Consigne —
Pour chaque affirmation, dites par oui ou par non si le texte sur le pouvoir constituant la confirme, et recopiez à l'identique les mots du texte qui tranchent : 1. Selon Schmitt, la constitution peut être souveraine. 2. Le pouvoir constituant disparaît une fois qu'il a exercé son pouvoir. 3. Le pouvoir constituant peut à tout moment défaire la constitution.

Texte présenté —

########################################

Ce primat de la volonté niant toute préexistence va entraîner mécaniquement une surpuissance du pouvoir constituant tenant la Constitution à la merci de sa volonté.
III. La décision souveraine forgée sur le modèle divin : omnipotence et inaliénabilité du pouvoir constituant comme sources de fragilisation de la Constitution.
Schmitt insiste régulièrement sur le fait que seul le pouvoir constituant est souverain et qu’a contrario parler de “souveraineté de la constitution” est un non-sens. Cela est bien conforme à son décisionnisme selon lequel une norme ne peut pas jamais être dite souveraine, cet adjectif étant réservé aux volontés car “seul quelque chose existant concrètement peut être souverain”. Cela revient à affirmer que, le droit n’étant jamais souverain, il est impossible de l’élever au-dessus de toute force politique car la souveraineté ne peut que résider dans les mains des hommes. Dès lors que le primat des hommes et de leur force politique sur la constitution est affirmé, il découle alors une conception d’un pouvoir constituant revêtant les caractéristiques attribuées traditionnellement au Dieu de la théologie : le pouvoir constituant est omnipotent et inaliénable.
Si comme nous l’avons vu la décision constituante ne peut être saisie par aucun droit ou ordre préexistant, il est tout naturel de relever l’omnipotence initiale du pouvoir constituant. Ce dernier, identifié au souverain en tant qu’il fonde l’ordre légal par l’exercice de son pouvoir constituant, ne peut en effet être régulé par aucun droit, aucune valeur, aucun ordre. Le pouvoir constituant est alors conçu sur le modèle de la natura naturans scolastique ou de la causa prima théologique, c’est-à-dire cette cause première et non-générée qui est la source de toute forme : elle est ce qui vient informer le chaos établissant par-là un nouveau cosmos. L’influence de Sieyès se fait ici sentir, le pouvoir constituant est la source de toute norme positive et ne peut donc être lui-même assujetti à aucune norme : l’omnipotence du pouvoir constituant est donc le corollaire logique de l’absolutisation du motif décisionniste.
Bien plus, il apparaît que la souveraineté du pouvoir constituant ne se réduit pas à l’acte constituant initial et fondateur. En effet, l’omnipotence du pouvoir constituant survit à cet acte, cela s’expliquant principalement par l’irréductibilité du pouvoir constituant dans le droit : « l’édiction d’une constitution ne peut épuiser, absorber ou consumer le pouvoir constituant (…). La décision politique que signifie la constitution ne peut réagir contre son sujet et supprimer l’existence politique de celui-ci. Cette volonté subsiste, à côté et au-dessus de la constitution”. Ainsi, la souveraineté du pouvoir constituant ne se laisse jamais transformer en souveraineté de la constitution ; le pouvoir constituant n’est pas une instance éphémère qui s’éteindrait par l’exercice de son pouvoir, il n’est jamais entièrement fixé par une forme normative et continue toujours d’exister hors de l’ordre juridique. Dès lors, la souveraineté du pouvoir constituant induit qu’il est par essence hors de portée de la législation constitutionnelle, “il est constitutione solutus, comme le monarque était legibus solutus” (David Cumin). Le pouvoir constituant peut à tout instant défaire la constitution et réaffirmer sa souveraineté par une nouvelle décision fondamentale sur la structure de l’unité politique : tout ce qu’il a fait, il peut le défaire.

########################################

Données présentées —
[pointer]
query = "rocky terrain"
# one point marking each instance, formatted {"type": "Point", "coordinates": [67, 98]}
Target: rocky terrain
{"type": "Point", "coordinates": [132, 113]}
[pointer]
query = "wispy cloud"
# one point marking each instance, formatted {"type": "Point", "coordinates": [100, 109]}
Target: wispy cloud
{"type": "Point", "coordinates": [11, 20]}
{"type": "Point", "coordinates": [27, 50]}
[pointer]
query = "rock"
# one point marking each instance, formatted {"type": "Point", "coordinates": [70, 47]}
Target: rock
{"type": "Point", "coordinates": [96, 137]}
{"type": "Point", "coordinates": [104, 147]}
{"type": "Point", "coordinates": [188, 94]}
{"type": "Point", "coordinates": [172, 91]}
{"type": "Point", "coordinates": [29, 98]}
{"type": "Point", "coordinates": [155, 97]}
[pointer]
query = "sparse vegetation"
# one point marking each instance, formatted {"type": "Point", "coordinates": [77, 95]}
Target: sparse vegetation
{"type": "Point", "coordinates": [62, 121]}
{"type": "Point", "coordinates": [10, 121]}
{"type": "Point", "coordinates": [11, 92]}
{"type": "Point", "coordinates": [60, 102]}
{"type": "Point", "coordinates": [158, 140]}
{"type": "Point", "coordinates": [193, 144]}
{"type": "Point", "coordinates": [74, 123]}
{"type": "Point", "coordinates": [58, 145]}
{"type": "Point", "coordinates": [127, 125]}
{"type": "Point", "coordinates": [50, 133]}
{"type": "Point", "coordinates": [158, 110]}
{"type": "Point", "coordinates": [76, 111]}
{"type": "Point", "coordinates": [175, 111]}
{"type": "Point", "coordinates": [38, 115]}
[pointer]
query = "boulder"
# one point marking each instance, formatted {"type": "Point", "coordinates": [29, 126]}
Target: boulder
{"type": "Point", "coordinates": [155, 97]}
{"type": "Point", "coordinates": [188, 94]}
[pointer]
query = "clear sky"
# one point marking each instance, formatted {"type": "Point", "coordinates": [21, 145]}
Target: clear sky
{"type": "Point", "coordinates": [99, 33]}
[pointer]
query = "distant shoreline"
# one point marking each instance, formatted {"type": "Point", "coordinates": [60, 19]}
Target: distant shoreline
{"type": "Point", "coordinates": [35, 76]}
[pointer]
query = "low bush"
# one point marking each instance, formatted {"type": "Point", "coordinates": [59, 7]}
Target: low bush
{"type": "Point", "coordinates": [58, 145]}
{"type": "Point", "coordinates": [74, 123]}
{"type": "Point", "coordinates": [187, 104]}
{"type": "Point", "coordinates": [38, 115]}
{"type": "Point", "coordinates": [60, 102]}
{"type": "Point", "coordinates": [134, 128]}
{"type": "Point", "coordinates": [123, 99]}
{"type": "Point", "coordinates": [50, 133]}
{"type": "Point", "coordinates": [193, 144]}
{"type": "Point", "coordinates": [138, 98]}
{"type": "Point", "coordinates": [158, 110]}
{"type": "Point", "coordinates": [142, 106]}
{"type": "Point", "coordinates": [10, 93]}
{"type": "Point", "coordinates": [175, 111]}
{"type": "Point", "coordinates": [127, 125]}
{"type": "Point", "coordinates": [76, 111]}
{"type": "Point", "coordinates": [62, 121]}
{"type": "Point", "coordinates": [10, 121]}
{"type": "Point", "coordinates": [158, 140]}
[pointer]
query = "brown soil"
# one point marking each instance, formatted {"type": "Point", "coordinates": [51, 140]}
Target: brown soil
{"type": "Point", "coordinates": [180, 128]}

########################################

Réponse —
1. Non : « seul le pouvoir constituant est souverain et qu’a contrario parler de “souveraineté de la constitution” est un non-sens »
2. Non : « le pouvoir constituant n’est pas une instance éphémère qui s’éteindrait par l’exercice de son pouvoir »
3. Oui : « Le pouvoir constituant peut à tout instant défaire la constitution »